··· Extrait du document ···

Comme toujours tout est question de dosages. Si la charge semble trop importante, réduisez-là, si elle semble bien encaissée alors pourquoi ne pas l’augmenter comme vous le feriez pour les autres paramètres de suivi de la charge d’entraînement.
Mais, si le stress a réellement été de façon aigu beaucoup trop important, alors oui il sera possible de décharger temporairement celui-ci au travers de la pratique du vélo ou de la natation par exemple.
Ou alors par exemple en augmentant la charge générale par la pratique d’une activité portée permettant d’engendrer des adaptations croisées en réduisant la charge sur le cartilage de vos genoux.
Tout n’est qu’une question de choix à partir de l’analyse de votre pratique, des signaux relevés, de vos antécédents et du recul que vous pouvez prendre sur votre contenu d’entraînement et le ressenti que vous en avez.
Dans tous les cas, il existe aujourd’hui différentes preuves que la course à pied ne semble pas accélérer la progression de l’arthrose, bien au contraire. Mais cela reste une question ouverte qu’il faudra continuer d’explorer pour mieux les appréhender.
Donc dans votre pratique ne changez rien. Faites ce que vous êtes capables de faire et si des problèmes apparaissent, soyez suffisamment humbles pour adapter votre pratique. Les récents résultats de coureurs élites ayant eu recours à la pratique croisée suite à des problèmes physiques et/ou à différents types de préparation physiques (renforcement, mobilité, stretching) ont prouvé qu’il est souvent possible de rester performant en s’adaptant aux signaux renvoyés par notre corps.

···

Travail demandé:
Poursuivez l'extrait sur la course à pied et l'arthrose à partir de sa dernière phrase.

··· Données étudiées ···

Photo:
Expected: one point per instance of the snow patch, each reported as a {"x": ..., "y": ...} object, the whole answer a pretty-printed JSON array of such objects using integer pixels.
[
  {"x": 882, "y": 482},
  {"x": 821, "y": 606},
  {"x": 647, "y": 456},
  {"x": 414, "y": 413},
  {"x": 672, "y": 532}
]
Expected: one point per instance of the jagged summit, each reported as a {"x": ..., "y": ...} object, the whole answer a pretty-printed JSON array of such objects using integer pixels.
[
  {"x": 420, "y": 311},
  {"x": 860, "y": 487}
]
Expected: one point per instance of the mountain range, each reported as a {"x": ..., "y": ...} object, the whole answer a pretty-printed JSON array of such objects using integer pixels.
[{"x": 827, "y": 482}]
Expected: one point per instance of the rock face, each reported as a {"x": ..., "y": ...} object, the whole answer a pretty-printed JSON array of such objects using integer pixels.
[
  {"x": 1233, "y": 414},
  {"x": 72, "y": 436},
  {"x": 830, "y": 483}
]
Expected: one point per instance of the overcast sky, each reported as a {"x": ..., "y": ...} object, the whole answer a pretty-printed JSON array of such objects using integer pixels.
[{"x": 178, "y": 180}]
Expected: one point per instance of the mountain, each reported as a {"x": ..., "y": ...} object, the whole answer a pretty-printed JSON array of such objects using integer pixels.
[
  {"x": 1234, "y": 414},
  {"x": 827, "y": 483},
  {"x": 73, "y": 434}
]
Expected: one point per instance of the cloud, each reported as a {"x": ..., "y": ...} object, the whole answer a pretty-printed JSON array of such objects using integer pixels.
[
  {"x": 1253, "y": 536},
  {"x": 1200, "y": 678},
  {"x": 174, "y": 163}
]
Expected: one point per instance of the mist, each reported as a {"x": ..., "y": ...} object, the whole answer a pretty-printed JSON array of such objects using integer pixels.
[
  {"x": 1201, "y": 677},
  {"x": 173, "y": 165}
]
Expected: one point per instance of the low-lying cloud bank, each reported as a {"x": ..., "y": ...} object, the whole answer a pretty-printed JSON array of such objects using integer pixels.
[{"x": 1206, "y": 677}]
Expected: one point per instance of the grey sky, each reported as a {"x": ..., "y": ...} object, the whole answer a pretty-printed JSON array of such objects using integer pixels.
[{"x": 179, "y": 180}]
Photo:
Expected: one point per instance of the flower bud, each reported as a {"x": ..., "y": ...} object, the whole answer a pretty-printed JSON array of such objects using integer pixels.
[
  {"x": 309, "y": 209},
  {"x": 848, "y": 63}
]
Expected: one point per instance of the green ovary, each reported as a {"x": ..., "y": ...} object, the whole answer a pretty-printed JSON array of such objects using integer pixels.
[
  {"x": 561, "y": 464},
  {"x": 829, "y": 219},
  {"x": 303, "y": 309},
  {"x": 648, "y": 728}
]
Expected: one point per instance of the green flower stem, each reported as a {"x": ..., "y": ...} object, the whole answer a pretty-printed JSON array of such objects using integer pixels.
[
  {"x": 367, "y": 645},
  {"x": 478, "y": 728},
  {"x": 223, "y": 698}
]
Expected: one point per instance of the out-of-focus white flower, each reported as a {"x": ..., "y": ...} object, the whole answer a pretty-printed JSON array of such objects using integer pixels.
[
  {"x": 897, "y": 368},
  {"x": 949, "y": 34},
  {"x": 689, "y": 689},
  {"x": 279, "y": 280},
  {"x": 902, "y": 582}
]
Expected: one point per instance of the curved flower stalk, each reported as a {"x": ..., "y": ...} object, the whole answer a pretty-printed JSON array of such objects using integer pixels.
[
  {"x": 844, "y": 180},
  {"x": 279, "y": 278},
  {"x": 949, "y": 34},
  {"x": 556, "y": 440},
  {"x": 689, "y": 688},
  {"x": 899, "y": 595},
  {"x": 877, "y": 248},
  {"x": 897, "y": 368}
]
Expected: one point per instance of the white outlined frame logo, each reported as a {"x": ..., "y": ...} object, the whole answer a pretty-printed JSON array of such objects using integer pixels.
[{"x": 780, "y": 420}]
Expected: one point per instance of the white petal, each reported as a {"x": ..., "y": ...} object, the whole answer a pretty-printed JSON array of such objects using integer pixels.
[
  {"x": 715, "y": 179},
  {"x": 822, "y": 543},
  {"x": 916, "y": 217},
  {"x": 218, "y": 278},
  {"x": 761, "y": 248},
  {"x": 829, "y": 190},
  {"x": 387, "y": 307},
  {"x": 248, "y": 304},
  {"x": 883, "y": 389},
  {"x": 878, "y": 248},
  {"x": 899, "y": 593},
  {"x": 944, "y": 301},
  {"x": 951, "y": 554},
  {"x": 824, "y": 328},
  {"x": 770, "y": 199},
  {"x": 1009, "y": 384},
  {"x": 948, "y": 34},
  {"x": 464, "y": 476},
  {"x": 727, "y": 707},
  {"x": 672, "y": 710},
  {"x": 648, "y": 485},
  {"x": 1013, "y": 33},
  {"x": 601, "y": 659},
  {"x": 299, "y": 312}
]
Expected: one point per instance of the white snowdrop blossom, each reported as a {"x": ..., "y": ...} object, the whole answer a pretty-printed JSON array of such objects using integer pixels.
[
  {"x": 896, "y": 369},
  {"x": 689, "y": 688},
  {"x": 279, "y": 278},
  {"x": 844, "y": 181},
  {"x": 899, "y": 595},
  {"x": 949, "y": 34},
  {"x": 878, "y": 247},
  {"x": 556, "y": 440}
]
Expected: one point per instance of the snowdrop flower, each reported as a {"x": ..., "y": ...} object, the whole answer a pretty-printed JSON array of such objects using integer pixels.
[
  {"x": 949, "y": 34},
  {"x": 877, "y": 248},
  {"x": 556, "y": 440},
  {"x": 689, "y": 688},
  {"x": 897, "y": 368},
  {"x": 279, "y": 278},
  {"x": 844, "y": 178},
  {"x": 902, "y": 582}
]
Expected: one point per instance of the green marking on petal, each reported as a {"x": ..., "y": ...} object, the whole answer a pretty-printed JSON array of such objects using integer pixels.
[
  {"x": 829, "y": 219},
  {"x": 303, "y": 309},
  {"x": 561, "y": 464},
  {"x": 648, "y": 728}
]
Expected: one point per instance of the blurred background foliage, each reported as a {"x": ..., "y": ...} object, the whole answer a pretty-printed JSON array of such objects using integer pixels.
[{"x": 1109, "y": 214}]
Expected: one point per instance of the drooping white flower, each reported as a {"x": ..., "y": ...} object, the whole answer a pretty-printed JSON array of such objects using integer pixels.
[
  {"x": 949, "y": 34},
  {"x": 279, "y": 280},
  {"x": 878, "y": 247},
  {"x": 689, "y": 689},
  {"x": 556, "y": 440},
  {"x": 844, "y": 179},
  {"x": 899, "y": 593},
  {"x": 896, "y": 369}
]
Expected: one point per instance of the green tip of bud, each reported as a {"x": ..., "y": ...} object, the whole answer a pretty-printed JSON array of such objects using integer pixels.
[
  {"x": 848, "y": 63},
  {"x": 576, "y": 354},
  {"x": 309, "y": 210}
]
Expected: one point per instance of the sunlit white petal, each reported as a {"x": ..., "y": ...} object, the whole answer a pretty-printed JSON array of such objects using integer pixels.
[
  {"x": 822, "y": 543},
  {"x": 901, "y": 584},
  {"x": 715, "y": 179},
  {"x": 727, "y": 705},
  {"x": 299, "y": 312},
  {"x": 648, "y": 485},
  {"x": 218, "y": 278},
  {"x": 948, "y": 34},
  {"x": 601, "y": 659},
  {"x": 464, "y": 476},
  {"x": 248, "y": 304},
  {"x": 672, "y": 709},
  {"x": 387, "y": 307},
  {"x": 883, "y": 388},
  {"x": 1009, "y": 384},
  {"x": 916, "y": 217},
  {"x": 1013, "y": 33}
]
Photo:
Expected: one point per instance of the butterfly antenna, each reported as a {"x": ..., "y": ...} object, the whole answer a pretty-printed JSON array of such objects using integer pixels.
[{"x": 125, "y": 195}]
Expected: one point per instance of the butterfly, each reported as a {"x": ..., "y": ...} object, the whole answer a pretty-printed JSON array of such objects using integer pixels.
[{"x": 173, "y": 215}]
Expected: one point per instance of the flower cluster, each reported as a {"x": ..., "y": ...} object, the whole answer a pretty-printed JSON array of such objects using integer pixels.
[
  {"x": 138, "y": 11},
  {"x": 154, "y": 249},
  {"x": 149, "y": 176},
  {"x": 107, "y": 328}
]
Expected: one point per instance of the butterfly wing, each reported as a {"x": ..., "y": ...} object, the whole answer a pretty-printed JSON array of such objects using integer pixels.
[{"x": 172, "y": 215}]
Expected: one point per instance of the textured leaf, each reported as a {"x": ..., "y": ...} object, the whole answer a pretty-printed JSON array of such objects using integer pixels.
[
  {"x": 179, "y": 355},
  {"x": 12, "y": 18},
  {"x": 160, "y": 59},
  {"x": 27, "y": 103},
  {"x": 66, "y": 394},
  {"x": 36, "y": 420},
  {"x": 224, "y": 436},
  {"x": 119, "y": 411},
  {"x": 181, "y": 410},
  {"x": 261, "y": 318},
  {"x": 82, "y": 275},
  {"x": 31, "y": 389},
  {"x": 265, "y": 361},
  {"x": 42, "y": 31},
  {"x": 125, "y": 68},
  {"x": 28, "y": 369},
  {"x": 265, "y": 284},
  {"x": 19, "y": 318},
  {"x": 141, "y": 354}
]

···

Réponse:
Et si tout va bien : courez !
6 réactions à cet article
michel vernet
Bonjour, depuis 3 ans blessé aux genoux et aux ischios ( 30 ans de triathlon ). J’ai eu beau réduire les entrainements, voire m’entrainer en « sur place » en natation https://www.tenrev.com/elastique-nage ou en vélo home trainer ou sur tapis home trainer … Rien n’y a fait. j’ai semble t il réglé le problème en régulant le PH du corps. Je n’avais jamais entendu parler de cela, mais a priori beaucoup de sportifs ont un PH acide, qu’il faut donc augmenter, par exemple en ajoutant du citron aux boissons.
Philippe
Bonjour très sensible à votre remarque sur le ph acide j ai des problèmes au genoux quiste de poplites et épanchement synovial depuis 2 ans suite chute vélo et ont m avait dit pour une autre maladie que je faisais de l acidité recherche infos merci
Paul
La régulation du pH par son alimentation est une vaste supercherie.
L’estomac produit chaque jour env 1,5 litres d’HCL ce qui lui permet d’avoir un pH d’environ 1,5 à jeun.
Le citron avec son pH proche de 2,5 est donc 10 fois moins acide (cf échelle logarithmique du pH)
Les aliments que vous consommerez seront tous plus alcalins que l’HCL de l’estomac.
Au cours de la digestion le pH remonte mais in fine tout ce que vous aurez absorbé sera neutralisé par les sucs pancréatiques.
Donc boire du citron ou du coca n’aura aucune incidence sur l’acidité du corps…et heureusement !
Et précisons que le pH n’est qu’une concentration plus ou moins importante d’ions H+ 😉
Laurent
euh, le citron, ce n’est pas acide justement?
Jara
Le citron est acide au gout… mais c’est un aliment alcalin.
Ce qui acidifie le corps c’est la viande rouge en excès / les sucres raffiné / l’alcool / les mauvais acide gras / une trop grande conso de protéines (animales ou végétale…)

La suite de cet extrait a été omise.